## EXERCICE ÉCRIT 1
Comptez les lignes des entrées ci-dessous où figure le mot « carriage », puis indiquez seulement ce nombre.

====== ARTICLE

Les Règles de la Controverse dans la Polémique Leibnizienne sur la Succession Espagnole

par Lorenzo Peña et Txetxu Ausín
[Note]

Les principes méthodologiques avancés par un philosophe doivent être évalués non seulement en eux-mêmes mais aussi par rapport à la façon dont celui qui les a proposés en tient compte dans sa pratique intellectuelle. Ce n'est pas à dire que le simple fait que les principes en question soient respectés ou pas par ceux qui les ont énoncés puisse constituer une preuve quelconque de leur validité ou de leur invalidité. Toutefois, aussi bien du point de vue du jugement à porter sur l'oeuvre de l'auteur que d'une première appréciation de la viabilité et de l'impact réel des principes, on ne saurait se passer de l'étude de l'application des principes, à commencer par ceux-là mêmes qui y ont vu des procédures permettant d'aller de l'avant dans l'approche de la connaissance.

Il en va ainsi non seulement pour ce qui est des connaissances purement théorétiques mais aussi en ce qui concerne le savoir pratique, y compris les domaines de l'action humaine et de la justice dans les relations entre les hommes. Si cette norme est valable en général, elle est, paraît-il, encore plus indispensable lorsqu'il s'agit d'évaluer l'oeuvre d'un philosophe comme Leibniz et notamment ses principes méthodologiques sur la façon de mener les débats ou les controverses, puisque le penseur saxon a toujours conçu une unité étroite entre la théorie et la pratique et qu'il tient aux critères que nous pourrions appeler pragmatiques, non pas en tant que sources d'un soi-disant verdict ultime et irrécusable mais bien comme indices qui ne sauraient être méconnus dans des domaines qui échappent aux démonstrations concluantes.

============
====== ENTRÉES FOURNIES

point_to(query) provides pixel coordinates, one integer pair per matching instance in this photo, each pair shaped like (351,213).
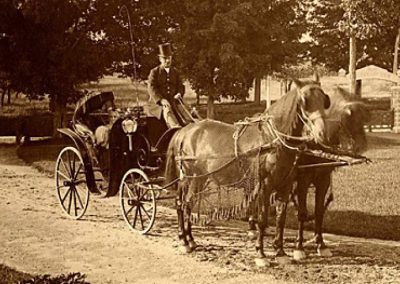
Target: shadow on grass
(355,224)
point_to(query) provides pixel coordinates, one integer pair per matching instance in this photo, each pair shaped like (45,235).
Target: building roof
(375,72)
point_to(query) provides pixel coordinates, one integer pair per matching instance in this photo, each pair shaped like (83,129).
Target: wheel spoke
(65,168)
(78,171)
(79,198)
(129,210)
(145,211)
(65,196)
(134,219)
(75,207)
(70,200)
(141,217)
(64,176)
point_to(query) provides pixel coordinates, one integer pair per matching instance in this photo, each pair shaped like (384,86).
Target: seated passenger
(101,134)
(165,87)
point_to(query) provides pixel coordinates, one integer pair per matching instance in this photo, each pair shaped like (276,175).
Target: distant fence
(381,114)
(232,112)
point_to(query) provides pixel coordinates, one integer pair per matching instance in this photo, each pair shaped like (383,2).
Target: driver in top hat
(165,87)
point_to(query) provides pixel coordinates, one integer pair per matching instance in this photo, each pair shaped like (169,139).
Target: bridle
(309,119)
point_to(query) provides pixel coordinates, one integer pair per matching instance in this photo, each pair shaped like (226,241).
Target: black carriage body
(144,149)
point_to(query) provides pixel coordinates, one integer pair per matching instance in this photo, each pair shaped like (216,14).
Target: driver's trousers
(170,118)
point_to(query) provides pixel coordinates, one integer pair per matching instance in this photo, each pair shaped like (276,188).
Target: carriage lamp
(129,126)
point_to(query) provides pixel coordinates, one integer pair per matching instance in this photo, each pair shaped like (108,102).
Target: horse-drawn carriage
(112,151)
(132,160)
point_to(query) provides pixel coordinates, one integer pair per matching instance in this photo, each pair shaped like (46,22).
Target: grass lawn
(366,197)
(9,275)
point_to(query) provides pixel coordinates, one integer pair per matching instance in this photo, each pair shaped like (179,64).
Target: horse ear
(327,101)
(316,77)
(347,111)
(297,82)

============

## EXERCICE ÉCRIT 2
Reproduisez mot pour mot le passage de l'article qui va de « Il en va ainsi » jusqu'à « aux démonstrations concluantes. ».

## CORRIGÉ ÉCRIT 1
3

## CORRIGÉ ÉCRIT 2
Il en va ainsi non seulement pour ce qui est des connaissances purement théorétiques mais aussi en ce qui concerne le savoir pratique, y compris les domaines de l'action humaine et de la justice dans les relations entre les hommes. Si cette norme est valable en général, elle est, paraît-il, encore plus indispensable lorsqu'il s'agit d'évaluer l'oeuvre d'un philosophe comme Leibniz et notamment ses principes méthodologiques sur la façon de mener les débats ou les controverses, puisque le penseur saxon a toujours conçu une unité étroite entre la théorie et la pratique et qu'il tient aux critères que nous pourrions appeler pragmatiques, non pas en tant que sources d'un soi-disant verdict ultime et irrécusable mais bien comme indices qui ne sauraient être méconnus dans des domaines qui échappent aux démonstrations concluantes.